# [SELECTED EXCERPT]
Polio in Sabah, Malaysia

According to the Ministry of Health, a polio case has recently been reported in Malaysia. The case was confirmed to be infected with the vaccine-derived poliovirus type 1 (VDPV1). This is the first case after the country has been Polio-free for 27 years.

The patient is a 3-month old baby boy from Tuaran, Sabah. The patient is in a stable condition and is undergoing treatment in an isolation ward.

Visit our Health Library for more information on exposure to and the prevention of Polio.

Advice For Travellers

These patients are not infected with the wild polio virus. A potential, but rare, adverse effect of the oral polio vaccine (OPV) is the ability to recombine to a form that may cause neurological infection and paralysis. This is believed to be a rare event, but outbreaks of vaccine-associated paralytic poliomyelitis, caused by a circulating vaccine-derived poliovirus (VDPV), have been reported. Circulating VDPVs occur when routine or supplementary immunization activities are poorly conducted and a population is left susceptible to poliovirus, whether from vaccine-derived or wild poliovirus. Hence, the problem is not with the vaccine itself, but low vaccination coverage. Outbreaks of paralysis due to the vaccine derived strain tend to occur in areas where polio vaccination levels have not been maintained in the general population.

Travellers to any country that reports cases of polio (whether wild or vaccine-derived type) can reduce their risk of exposure to poliovirus by ensuring that their childhood vaccinations, including polio, are up-to-date prior to travelling. For added protection, travellers who are visiting countries where transmission of the polio virus is continuing should receive an additional dose of oral polio vaccine or inactivated polio vaccine within 4 weeks to 12 months before travelling.

# [RECORDED DATA]
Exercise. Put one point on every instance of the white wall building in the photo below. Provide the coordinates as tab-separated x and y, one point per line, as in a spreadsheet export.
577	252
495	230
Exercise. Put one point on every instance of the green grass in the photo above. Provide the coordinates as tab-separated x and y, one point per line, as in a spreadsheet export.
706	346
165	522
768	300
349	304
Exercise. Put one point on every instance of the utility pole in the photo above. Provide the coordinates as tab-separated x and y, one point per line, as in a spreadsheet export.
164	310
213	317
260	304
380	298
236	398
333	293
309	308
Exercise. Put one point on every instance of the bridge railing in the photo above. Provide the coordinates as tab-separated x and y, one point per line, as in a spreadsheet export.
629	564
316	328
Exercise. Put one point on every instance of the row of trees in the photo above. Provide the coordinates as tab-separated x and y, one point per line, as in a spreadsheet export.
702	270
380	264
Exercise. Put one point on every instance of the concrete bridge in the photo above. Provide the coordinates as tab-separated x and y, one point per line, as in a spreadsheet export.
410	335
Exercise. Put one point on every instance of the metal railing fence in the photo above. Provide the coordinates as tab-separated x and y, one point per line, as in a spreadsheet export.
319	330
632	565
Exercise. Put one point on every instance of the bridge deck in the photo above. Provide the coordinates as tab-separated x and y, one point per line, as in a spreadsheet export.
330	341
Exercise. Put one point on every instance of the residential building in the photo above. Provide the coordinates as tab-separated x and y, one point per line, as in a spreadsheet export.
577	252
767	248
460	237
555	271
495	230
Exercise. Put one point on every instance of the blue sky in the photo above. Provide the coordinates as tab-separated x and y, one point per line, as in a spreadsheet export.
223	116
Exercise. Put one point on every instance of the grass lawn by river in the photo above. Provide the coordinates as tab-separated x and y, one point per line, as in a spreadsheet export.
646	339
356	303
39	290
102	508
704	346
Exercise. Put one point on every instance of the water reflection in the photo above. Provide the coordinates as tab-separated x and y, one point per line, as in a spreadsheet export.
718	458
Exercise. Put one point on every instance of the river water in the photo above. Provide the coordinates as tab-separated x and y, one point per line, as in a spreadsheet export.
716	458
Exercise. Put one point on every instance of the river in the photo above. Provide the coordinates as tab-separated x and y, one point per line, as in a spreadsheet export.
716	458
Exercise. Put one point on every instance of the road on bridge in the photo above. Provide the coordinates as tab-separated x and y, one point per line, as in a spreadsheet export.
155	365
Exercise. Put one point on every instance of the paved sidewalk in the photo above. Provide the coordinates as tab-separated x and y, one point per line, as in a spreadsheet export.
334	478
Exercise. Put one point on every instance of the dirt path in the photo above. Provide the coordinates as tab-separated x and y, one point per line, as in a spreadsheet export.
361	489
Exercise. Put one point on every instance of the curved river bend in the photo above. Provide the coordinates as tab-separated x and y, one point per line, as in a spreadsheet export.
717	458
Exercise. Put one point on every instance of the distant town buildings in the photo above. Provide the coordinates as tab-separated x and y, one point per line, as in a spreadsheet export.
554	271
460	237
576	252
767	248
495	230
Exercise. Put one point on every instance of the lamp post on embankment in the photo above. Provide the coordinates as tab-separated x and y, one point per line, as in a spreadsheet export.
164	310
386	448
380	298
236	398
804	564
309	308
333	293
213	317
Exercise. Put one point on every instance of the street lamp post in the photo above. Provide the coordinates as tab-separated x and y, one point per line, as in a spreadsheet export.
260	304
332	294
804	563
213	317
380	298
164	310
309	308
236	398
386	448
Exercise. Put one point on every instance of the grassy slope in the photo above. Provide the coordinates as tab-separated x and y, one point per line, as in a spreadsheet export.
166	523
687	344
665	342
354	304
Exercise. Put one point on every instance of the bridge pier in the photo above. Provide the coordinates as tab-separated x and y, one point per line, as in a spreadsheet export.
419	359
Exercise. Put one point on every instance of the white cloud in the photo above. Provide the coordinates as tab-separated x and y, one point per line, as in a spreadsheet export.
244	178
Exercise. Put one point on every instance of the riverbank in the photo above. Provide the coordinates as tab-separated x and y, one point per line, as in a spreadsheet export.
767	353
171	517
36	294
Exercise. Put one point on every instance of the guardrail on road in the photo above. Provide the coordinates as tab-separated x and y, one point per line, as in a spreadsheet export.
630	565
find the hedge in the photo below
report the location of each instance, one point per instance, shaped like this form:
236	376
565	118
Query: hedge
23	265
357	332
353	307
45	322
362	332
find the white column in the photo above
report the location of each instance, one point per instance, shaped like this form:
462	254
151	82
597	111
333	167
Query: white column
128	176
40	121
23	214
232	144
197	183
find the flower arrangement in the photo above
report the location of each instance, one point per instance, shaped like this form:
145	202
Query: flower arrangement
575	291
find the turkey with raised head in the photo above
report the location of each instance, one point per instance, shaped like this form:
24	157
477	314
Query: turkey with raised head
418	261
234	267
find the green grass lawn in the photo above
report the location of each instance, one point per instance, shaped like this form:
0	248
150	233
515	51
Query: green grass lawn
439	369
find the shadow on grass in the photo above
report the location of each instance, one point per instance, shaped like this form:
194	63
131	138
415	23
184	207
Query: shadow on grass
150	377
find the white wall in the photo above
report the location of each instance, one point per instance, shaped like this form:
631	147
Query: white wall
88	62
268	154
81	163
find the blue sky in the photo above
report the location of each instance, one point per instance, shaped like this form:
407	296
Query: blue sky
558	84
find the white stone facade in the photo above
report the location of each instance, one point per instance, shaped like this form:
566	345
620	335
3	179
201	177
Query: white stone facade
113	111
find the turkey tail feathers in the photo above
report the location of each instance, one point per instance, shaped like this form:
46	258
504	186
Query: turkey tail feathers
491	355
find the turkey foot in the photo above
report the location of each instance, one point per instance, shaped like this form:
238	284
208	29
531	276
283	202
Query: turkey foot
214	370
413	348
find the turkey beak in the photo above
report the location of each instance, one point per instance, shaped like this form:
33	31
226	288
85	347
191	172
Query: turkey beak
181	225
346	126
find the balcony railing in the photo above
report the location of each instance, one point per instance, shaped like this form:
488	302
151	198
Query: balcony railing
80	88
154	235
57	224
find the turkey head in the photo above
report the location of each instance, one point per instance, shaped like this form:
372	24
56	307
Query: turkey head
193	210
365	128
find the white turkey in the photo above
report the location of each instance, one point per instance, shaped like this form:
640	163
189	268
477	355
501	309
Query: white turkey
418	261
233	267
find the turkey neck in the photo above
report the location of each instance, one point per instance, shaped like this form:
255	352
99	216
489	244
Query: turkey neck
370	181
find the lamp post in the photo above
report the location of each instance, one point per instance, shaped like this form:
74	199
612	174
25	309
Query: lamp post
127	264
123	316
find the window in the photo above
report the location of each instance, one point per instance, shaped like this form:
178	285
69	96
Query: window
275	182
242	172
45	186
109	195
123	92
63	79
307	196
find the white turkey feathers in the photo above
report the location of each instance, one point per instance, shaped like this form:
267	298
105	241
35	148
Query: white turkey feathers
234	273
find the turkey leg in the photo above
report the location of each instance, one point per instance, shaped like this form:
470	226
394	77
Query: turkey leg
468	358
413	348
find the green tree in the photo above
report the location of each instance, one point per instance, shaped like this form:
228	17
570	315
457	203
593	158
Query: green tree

# [WHAT IS NEEDED]
For each statement, answer yes or no on whether it agrees with the text on polio in Sabah, and quote the exact words of the text that decide it. (a) The patient is a baby boy from Tuaran. (b) The patient was infected with the wild polio virus. (c) Malaysia had been polio-free for 17 years before this case. The data have no part in this.

# [ANSWER FOR THIS EXERCISE]
(a) Yes: "The patient is a 3-month old baby boy from Tuaran, Sabah."
(b) No: "These patients are not infected with the wild polio virus."
(c) No: "This is the first case after the country has been Polio-free for 27 years."